**YOUR TASK**: Reproduce every entry word for word. Drop all pictures from the copy.

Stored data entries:
=== Section Start ===

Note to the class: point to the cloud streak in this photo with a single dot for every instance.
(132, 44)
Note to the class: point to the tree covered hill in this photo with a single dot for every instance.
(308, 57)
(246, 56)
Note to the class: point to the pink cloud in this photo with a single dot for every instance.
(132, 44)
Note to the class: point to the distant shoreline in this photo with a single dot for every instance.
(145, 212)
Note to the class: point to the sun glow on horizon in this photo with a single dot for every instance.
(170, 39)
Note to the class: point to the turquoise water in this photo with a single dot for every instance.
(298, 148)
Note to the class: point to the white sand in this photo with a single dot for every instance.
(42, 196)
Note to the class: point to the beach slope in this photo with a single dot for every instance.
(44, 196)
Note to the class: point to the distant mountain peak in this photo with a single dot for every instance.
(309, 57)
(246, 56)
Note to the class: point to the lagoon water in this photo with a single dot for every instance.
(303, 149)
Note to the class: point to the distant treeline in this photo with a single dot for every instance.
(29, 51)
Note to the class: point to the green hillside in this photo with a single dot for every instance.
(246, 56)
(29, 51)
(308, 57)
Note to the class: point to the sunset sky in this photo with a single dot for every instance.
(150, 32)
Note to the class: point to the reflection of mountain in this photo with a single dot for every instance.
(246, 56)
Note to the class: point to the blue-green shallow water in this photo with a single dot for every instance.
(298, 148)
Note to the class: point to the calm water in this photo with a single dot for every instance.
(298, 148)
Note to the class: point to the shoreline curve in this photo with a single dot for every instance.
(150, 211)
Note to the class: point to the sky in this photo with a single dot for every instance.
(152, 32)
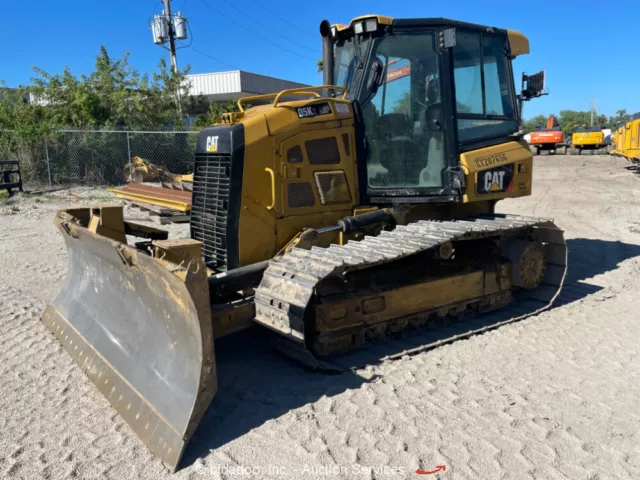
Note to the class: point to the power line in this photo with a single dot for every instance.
(255, 34)
(214, 58)
(282, 19)
(268, 28)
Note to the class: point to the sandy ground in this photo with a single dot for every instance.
(553, 396)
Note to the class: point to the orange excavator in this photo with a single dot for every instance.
(549, 138)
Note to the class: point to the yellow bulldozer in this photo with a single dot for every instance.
(333, 216)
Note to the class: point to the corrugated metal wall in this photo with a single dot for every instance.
(237, 81)
(215, 83)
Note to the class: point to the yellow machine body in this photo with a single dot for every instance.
(587, 139)
(627, 141)
(318, 213)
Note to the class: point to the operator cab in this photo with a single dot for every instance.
(586, 129)
(424, 90)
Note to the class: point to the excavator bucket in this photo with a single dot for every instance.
(138, 326)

=== Section End ===

**ANSWER AREA**:
Note to the class: point to the cloud streak in this photo with a single dot for every instance.
(132, 44)
Note to the class: point to the tree covered hill in this photo with a single dot for every instance.
(308, 57)
(246, 56)
Note to the class: point to the pink cloud in this photo with a single dot for every instance.
(132, 44)
Note to the class: point to the distant shoreline in this photo with a single dot for every instance.
(145, 212)
Note to the class: point to the sun glow on horizon in this photo with a single dot for every instance.
(170, 39)
Note to the class: point to the turquoise water in this photo with a single dot for every instance.
(298, 148)
Note to the class: point to the white sand in this photo with a single dot for every instance.
(42, 196)
Note to the class: point to the beach slope in this photo with a single dot for every instance.
(44, 196)
Note to the class: point to the distant mountain peak in this photo with a single dot for every instance.
(309, 57)
(246, 56)
Note to the class: point to the lagoon water in this photo with a single dot for every instance.
(303, 149)
Note to the class: point to the distant treeline in this photo with a single dot for every instance.
(29, 51)
Note to the class: point to the green hillside in this photo with a single dot for every instance.
(246, 56)
(29, 51)
(308, 57)
Note to the class: point to the sunset sky in this photo with a single dot for every instance.
(150, 32)
Note to the class: point to the reflection of mountain in this photo with a single dot for every instance.
(246, 56)
Note to the class: point to the blue-green shallow water in this photo with a single dot for every instance.
(298, 148)
Note to the class: point to the calm water in this photo with a single dot for every instance.
(298, 148)
Note to the class: point to the shoreline curve in this photo with a single dot for every instance.
(150, 211)
Note to the class: point to the sky in this photo with a single dot for every instance.
(152, 32)
Note to the class: point to the power line in this photo with a single dot for every instance.
(255, 34)
(214, 58)
(282, 19)
(268, 28)
Note to the class: point to the sandy ground in this photo with a single dot for every instance.
(553, 396)
Note to the class: point to the orange excavator in this photo with a single dot for every instance.
(549, 138)
Note to the class: point to the yellow bulldozer in this photo with a single dot for every instance.
(333, 216)
Note to the class: point to the corrugated metal wall in this photo with a single dot for every instance.
(237, 81)
(215, 83)
Note to the class: point to the yellow machine body in this photo with a single dot for every instance.
(587, 139)
(627, 141)
(318, 213)
Note to the class: point to the operator cab in this photo with a single dot for every instance.
(586, 129)
(424, 90)
Note to the class: point to the excavator bucket in this photo with a single dot for every instance.
(138, 326)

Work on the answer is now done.